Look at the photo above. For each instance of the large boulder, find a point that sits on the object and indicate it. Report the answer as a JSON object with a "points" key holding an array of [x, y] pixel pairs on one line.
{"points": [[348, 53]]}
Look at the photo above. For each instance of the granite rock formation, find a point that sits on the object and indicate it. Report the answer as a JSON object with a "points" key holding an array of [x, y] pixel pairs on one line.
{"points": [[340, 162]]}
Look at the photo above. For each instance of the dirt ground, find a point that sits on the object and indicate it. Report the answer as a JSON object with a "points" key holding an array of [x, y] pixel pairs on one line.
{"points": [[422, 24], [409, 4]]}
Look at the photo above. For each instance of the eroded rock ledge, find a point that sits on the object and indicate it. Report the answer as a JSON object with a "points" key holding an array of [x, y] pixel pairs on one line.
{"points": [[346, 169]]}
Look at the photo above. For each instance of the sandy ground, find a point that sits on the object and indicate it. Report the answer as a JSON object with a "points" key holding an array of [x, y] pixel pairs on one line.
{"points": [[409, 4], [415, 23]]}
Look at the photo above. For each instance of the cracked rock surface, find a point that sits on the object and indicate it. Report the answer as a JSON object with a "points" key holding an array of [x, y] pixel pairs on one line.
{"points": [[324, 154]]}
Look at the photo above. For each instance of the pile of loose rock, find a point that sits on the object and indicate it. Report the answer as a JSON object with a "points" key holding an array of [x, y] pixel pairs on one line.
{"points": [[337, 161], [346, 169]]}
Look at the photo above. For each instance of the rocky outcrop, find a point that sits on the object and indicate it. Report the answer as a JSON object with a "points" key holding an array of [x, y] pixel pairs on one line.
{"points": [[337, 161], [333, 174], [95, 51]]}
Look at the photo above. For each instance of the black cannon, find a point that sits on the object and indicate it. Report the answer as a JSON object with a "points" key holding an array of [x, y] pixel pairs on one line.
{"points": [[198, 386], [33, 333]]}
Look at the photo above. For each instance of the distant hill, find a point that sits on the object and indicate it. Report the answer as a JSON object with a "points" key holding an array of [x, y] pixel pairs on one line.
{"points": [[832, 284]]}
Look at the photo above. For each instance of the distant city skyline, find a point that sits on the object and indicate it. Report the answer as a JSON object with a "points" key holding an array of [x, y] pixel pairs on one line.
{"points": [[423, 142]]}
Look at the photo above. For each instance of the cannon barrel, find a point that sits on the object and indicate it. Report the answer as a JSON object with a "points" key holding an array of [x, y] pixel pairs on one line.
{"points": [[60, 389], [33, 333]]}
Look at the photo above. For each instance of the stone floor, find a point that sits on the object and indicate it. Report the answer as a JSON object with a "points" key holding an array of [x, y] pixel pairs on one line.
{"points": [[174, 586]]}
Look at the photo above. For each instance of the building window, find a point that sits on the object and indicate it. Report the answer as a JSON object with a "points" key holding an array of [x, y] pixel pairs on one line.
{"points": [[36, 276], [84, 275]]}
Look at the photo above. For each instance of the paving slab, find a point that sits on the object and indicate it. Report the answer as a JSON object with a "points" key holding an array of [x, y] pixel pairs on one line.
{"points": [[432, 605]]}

* [Task details]: Find the line that contains "Look at the photo above. For each instance of the black". Repeat it and every line after it, exactly as written, up to and including the last line of the records above.

* [Solution to the exercise]:
Look at the photo above. For each instance of the black cannon, find a point that sits on the object and indicate it. Report the answer as a JSON object with a "points" key holding an array of [x, y] pixel pairs on one line.
{"points": [[198, 386], [33, 333]]}
Look at the photo above. For each instance of the distant hill, find a point that sits on the object and indicate it. Report the answer as a JSON object with a "points" key holding an array of [x, y] pixel pairs on one line.
{"points": [[832, 284]]}
Look at the photo above. For each instance of the distant city skyline, find a point that sits on the object and indicate it. Report the answer as a JSON object with a "points" key holding an array of [x, y] pixel pairs on one line.
{"points": [[423, 142]]}
Look at the photo above. For each instance of the cannon barrel, find a point that sits on the object and indicate it. Report the answer as a JSON object with a "points" key holding an array of [x, y] pixel pairs on one line.
{"points": [[60, 389], [33, 333]]}
Look at the photo above. For each instance of the stone floor, find a point that sits on the object and indicate it. Report the answer as a JSON object with a "points" key holding an array of [x, y] pixel pairs on one line.
{"points": [[174, 586]]}
Look at the photo above. For each instance of the building window, find a point that sits on the object and indicate it. Report the answer as a JSON object with a "points" key holding an array of [x, y] pixel pairs on one line.
{"points": [[36, 276], [84, 275]]}
Look at the photo above. For each instance of the paving slab, find a point that sits on the object and indicate it. Report the answer as a JSON object with a "points" key holding an array of [x, y] pixel pairs on one line.
{"points": [[432, 605]]}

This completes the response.